* **What the exercise asks**:
Copy the material that follows word for word and omit its pictures.

* **Material provided**:
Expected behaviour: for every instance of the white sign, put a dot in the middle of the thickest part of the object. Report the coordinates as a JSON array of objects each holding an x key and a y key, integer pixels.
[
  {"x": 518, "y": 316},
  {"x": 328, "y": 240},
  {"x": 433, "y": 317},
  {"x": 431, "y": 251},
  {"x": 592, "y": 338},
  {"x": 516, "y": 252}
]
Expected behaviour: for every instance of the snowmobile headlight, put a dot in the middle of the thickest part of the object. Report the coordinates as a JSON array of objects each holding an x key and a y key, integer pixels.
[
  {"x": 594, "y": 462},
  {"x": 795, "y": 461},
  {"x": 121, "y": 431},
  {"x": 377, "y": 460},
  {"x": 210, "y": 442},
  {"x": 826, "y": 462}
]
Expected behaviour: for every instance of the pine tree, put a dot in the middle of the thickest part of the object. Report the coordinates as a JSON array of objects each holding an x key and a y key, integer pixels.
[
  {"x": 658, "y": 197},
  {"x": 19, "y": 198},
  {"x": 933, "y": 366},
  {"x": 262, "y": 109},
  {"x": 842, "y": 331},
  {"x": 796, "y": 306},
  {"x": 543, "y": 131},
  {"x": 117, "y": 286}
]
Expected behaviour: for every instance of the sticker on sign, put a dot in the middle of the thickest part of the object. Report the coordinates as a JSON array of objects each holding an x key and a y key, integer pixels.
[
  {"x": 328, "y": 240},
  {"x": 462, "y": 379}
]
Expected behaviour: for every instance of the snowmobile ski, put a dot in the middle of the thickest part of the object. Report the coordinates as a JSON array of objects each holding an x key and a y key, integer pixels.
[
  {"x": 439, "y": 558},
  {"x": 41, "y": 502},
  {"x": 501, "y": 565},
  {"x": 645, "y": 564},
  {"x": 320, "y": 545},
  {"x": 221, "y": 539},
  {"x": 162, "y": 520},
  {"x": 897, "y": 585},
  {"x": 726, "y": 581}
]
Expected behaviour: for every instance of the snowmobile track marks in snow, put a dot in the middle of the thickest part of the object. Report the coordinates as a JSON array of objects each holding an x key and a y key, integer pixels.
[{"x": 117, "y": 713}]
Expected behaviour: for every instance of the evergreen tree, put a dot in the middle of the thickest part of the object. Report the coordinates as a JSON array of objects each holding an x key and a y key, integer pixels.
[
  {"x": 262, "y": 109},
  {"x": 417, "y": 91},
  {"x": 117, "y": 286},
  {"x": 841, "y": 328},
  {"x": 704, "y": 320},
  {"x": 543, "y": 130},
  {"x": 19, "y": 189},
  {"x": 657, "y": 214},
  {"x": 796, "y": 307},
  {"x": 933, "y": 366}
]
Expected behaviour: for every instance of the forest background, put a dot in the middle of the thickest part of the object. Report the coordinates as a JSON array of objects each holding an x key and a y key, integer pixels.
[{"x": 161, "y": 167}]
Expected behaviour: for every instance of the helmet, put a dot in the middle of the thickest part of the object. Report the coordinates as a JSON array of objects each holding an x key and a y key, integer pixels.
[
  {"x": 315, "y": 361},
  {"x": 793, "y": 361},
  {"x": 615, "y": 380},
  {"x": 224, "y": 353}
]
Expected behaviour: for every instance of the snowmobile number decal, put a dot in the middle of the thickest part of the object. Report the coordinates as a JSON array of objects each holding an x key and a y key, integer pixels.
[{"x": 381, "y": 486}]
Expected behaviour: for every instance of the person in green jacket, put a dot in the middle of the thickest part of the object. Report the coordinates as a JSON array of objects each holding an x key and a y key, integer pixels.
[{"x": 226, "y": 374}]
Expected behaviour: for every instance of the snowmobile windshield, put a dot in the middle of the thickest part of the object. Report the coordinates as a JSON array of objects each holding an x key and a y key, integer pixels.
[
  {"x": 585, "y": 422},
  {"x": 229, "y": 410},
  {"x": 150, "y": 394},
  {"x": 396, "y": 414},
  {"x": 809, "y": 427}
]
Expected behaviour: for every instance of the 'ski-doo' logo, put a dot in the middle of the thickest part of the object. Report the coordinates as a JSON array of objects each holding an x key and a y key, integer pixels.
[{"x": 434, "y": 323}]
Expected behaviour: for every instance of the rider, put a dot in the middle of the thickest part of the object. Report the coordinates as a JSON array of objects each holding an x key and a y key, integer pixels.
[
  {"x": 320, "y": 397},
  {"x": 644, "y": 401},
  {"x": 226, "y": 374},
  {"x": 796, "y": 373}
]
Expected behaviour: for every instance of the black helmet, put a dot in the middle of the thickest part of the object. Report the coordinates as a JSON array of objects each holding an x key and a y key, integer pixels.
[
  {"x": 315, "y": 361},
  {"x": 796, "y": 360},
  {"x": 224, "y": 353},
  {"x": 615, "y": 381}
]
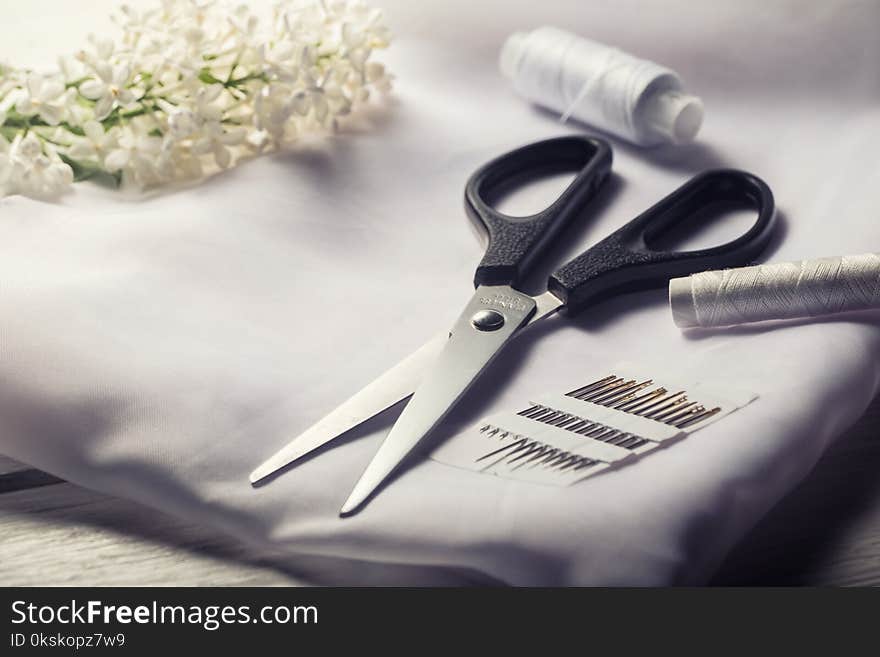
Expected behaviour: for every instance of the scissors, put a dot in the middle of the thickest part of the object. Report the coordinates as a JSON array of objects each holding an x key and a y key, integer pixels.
[{"x": 443, "y": 370}]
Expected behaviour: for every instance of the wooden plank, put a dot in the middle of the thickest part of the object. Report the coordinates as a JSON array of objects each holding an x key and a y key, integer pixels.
[
  {"x": 67, "y": 536},
  {"x": 7, "y": 465}
]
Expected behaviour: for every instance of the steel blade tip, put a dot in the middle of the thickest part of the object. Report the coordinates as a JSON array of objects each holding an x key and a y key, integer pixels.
[
  {"x": 363, "y": 489},
  {"x": 260, "y": 473}
]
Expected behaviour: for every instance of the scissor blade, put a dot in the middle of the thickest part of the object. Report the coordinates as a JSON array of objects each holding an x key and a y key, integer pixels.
[
  {"x": 390, "y": 388},
  {"x": 476, "y": 338}
]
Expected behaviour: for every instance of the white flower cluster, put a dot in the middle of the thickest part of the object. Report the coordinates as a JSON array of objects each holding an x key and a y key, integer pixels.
[{"x": 189, "y": 86}]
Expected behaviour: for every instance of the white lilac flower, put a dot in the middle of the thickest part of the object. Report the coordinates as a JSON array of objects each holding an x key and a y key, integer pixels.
[
  {"x": 136, "y": 157},
  {"x": 216, "y": 141},
  {"x": 186, "y": 87},
  {"x": 42, "y": 97},
  {"x": 35, "y": 173},
  {"x": 109, "y": 90},
  {"x": 95, "y": 144}
]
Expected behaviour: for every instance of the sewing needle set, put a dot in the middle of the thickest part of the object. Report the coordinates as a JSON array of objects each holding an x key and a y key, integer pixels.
[{"x": 562, "y": 439}]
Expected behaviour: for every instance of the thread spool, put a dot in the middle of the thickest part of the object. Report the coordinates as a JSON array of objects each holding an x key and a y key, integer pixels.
[
  {"x": 601, "y": 86},
  {"x": 788, "y": 290}
]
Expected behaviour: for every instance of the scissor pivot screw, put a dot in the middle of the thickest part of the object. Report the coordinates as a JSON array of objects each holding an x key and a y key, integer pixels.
[{"x": 487, "y": 320}]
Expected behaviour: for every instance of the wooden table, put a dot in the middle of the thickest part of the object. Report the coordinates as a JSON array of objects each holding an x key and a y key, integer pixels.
[{"x": 826, "y": 532}]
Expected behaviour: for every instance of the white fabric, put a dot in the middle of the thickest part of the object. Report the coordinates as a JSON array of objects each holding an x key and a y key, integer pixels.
[{"x": 159, "y": 349}]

* **Right answer**:
Expected behaviour: for every instance of the white sign, put a dot in the middle of the thickest part of the object. Report the coordinates as a JSON array of objects each holding an x key and a y key, integer pixels.
[
  {"x": 518, "y": 316},
  {"x": 328, "y": 240},
  {"x": 433, "y": 317},
  {"x": 431, "y": 251},
  {"x": 592, "y": 338},
  {"x": 516, "y": 252}
]
Expected behaviour: for every instance of the snowmobile headlight, put a dot in the middle of the thickest part of the object. Report the coordinates as a JSON array of objects each holding an x key and a y key, integer pixels.
[
  {"x": 594, "y": 462},
  {"x": 795, "y": 461},
  {"x": 121, "y": 431},
  {"x": 377, "y": 460},
  {"x": 210, "y": 442},
  {"x": 826, "y": 462}
]
Expected behaviour: for every instance of the pine tree, put a dot in the middle of the thickest part of the object. Report the coordinates as a JSON array of objects each holding an x key and a y key, integer pixels.
[
  {"x": 658, "y": 197},
  {"x": 19, "y": 198},
  {"x": 933, "y": 366},
  {"x": 262, "y": 109},
  {"x": 842, "y": 331},
  {"x": 796, "y": 306},
  {"x": 543, "y": 131},
  {"x": 117, "y": 286}
]
Expected behaviour: for every instance of the sticker on sign, put a dot in the middle of the thickest part of the object. Report the coordinates as a JSON array of objects each holding an x key and a y key, integer pixels.
[
  {"x": 328, "y": 240},
  {"x": 462, "y": 379}
]
Expected behaviour: for every instance of the snowmobile ski, put a dot in the middle of the thickest part of the object. Report the coordinates as a JSON array of objects each holding an x key and a y key, integer pixels.
[
  {"x": 439, "y": 558},
  {"x": 41, "y": 502},
  {"x": 501, "y": 565},
  {"x": 645, "y": 564},
  {"x": 320, "y": 545},
  {"x": 221, "y": 539},
  {"x": 162, "y": 520},
  {"x": 897, "y": 585},
  {"x": 726, "y": 581}
]
Expected behaviour: for every instance of the snowmobile track marks in snow, put a dot in the middle of the thickest part of the object. Report the coordinates as a JSON array of objects each holding an x key and a y key, integer pixels.
[{"x": 117, "y": 713}]
Expected behaviour: for every instance of the evergreen tree, put a dot in the middle of the thickest part of the object. Report the coordinates as a JSON array of objects each holding an x key and a y key, integer pixels.
[
  {"x": 262, "y": 109},
  {"x": 417, "y": 91},
  {"x": 117, "y": 286},
  {"x": 841, "y": 328},
  {"x": 704, "y": 320},
  {"x": 543, "y": 130},
  {"x": 19, "y": 189},
  {"x": 657, "y": 214},
  {"x": 796, "y": 307},
  {"x": 933, "y": 366}
]
Expected behaviour: for every instance of the forest background, put a dot in the middle of the thickest part of the object. Report the coordinates as a JSON array of objects each holding an x key and a y key, integer pixels.
[{"x": 161, "y": 167}]
Expected behaviour: for every instance of the helmet, put a dot in the middle of the thickest part of the object. Report the coordinates as a JSON array of objects each holding an x key and a y key, integer pixels.
[
  {"x": 315, "y": 361},
  {"x": 793, "y": 361},
  {"x": 615, "y": 380},
  {"x": 224, "y": 353}
]
Expected behaviour: for every instance of the snowmobile number decal, put a dot in the middle of the thickest part of the object. Report the coordinates as a JSON array of objects each holding an x key and a y key, integer pixels.
[{"x": 381, "y": 486}]
Expected behaviour: for every instance of the person in green jacket, put a dot in the middle of the thickest part of the object. Report the coordinates as a JSON array of objects each holding an x key and a y key, integer pixels.
[{"x": 226, "y": 374}]
Expected behaviour: for every instance of the snowmobile windshield, put a dot in the middle of the thickest part of the object. Report the coordinates as a JSON array of objects each holding an x key and a y key, integer pixels.
[
  {"x": 585, "y": 422},
  {"x": 229, "y": 410},
  {"x": 150, "y": 394},
  {"x": 396, "y": 414},
  {"x": 809, "y": 427}
]
Expected behaviour: for every instance of the 'ski-doo' logo, put a dot in the middle of the thickest part of the object. Report the coordinates as a JSON array of objects each holding an x key and a y key, integer pixels.
[{"x": 434, "y": 323}]
Expected behaviour: for every instance of the rider, put a dot in the middle of the thickest part of the object. Report the coordinates as a JSON array of objects each holding an x key and a y key, integer pixels.
[
  {"x": 320, "y": 397},
  {"x": 644, "y": 401},
  {"x": 226, "y": 374},
  {"x": 796, "y": 373}
]
Expected behaviour: for every instance of the black helmet, put a dot in the middle of the thickest part of the object. Report the coordinates as a JSON array of objects each holding an x key and a y key, integer pixels.
[
  {"x": 315, "y": 361},
  {"x": 796, "y": 360},
  {"x": 224, "y": 353},
  {"x": 615, "y": 381}
]
Expected behaviour: for every instance of the scissors, put a dot in the middle of the thickest part of the object. Report the coordinates as a JSON array of objects each holding an x key and a y key, integer pixels.
[{"x": 443, "y": 370}]
Expected behaviour: for every instance of the wooden plank, put a dot in the middle of the thickest part of the object. Report the coordinates as a JSON array of objects each holding an x key and a y key, integer pixels.
[
  {"x": 67, "y": 536},
  {"x": 7, "y": 465}
]
Expected behaviour: for every instance of the steel blade tip, put a dot in the middle of the thickest part of the object. Report the coordinates as a JSON array of objects each holding an x key and a y key, integer pixels.
[
  {"x": 363, "y": 489},
  {"x": 260, "y": 473}
]
Expected behaviour: for every instance of the scissor blade, put a dot in the middle of the thickest part of the object. Report the coordinates as a JSON array of objects each holding an x key and a y key, integer pixels.
[
  {"x": 390, "y": 388},
  {"x": 476, "y": 338}
]
Expected behaviour: for every instance of the white flower cluster, put a dot in the middle of the thickest part of the object. Report the coordinates as a JSON array of objects each holding an x key and a y key, integer pixels.
[{"x": 189, "y": 86}]
Expected behaviour: for every instance of the white lilac flower, put a dot in the middle of the thickest part of the object. Report the coordinates as a JSON array of objects each holding an x key and a y key, integer pixels.
[
  {"x": 136, "y": 157},
  {"x": 216, "y": 141},
  {"x": 186, "y": 87},
  {"x": 42, "y": 97},
  {"x": 35, "y": 173},
  {"x": 109, "y": 90},
  {"x": 95, "y": 144}
]
Expected behaviour: for every instance of the sewing needle set, put a dot in the middle of the thickest part of the object. Report the coordinates as a JSON array of objects each holding an x key and a y key, integer pixels.
[{"x": 562, "y": 439}]
Expected behaviour: for every instance of the thread spool, put a dot in the middle of the thickest part of the object. Report the coordinates as a JSON array of objects each holding an x key and a y key, integer pixels.
[
  {"x": 601, "y": 86},
  {"x": 788, "y": 290}
]
Expected behaviour: for every instance of the scissor pivot screw, put a dot in the middle of the thickest part of the object. Report the coordinates as a JSON array of objects each holding an x key and a y key, integer pixels.
[{"x": 487, "y": 320}]
Expected behaviour: for every instance of the wooden table, put a dot in the middle of the thickest part of the object. Report the coordinates as a JSON array of objects each holding an x key and a y key, integer pixels.
[{"x": 826, "y": 532}]
Expected behaviour: for every instance of the white fabric, put a dot in the middle of the thickest part of the object. Report the coordinates as a JSON array of objects each holding an x key and a y key, integer pixels.
[{"x": 159, "y": 349}]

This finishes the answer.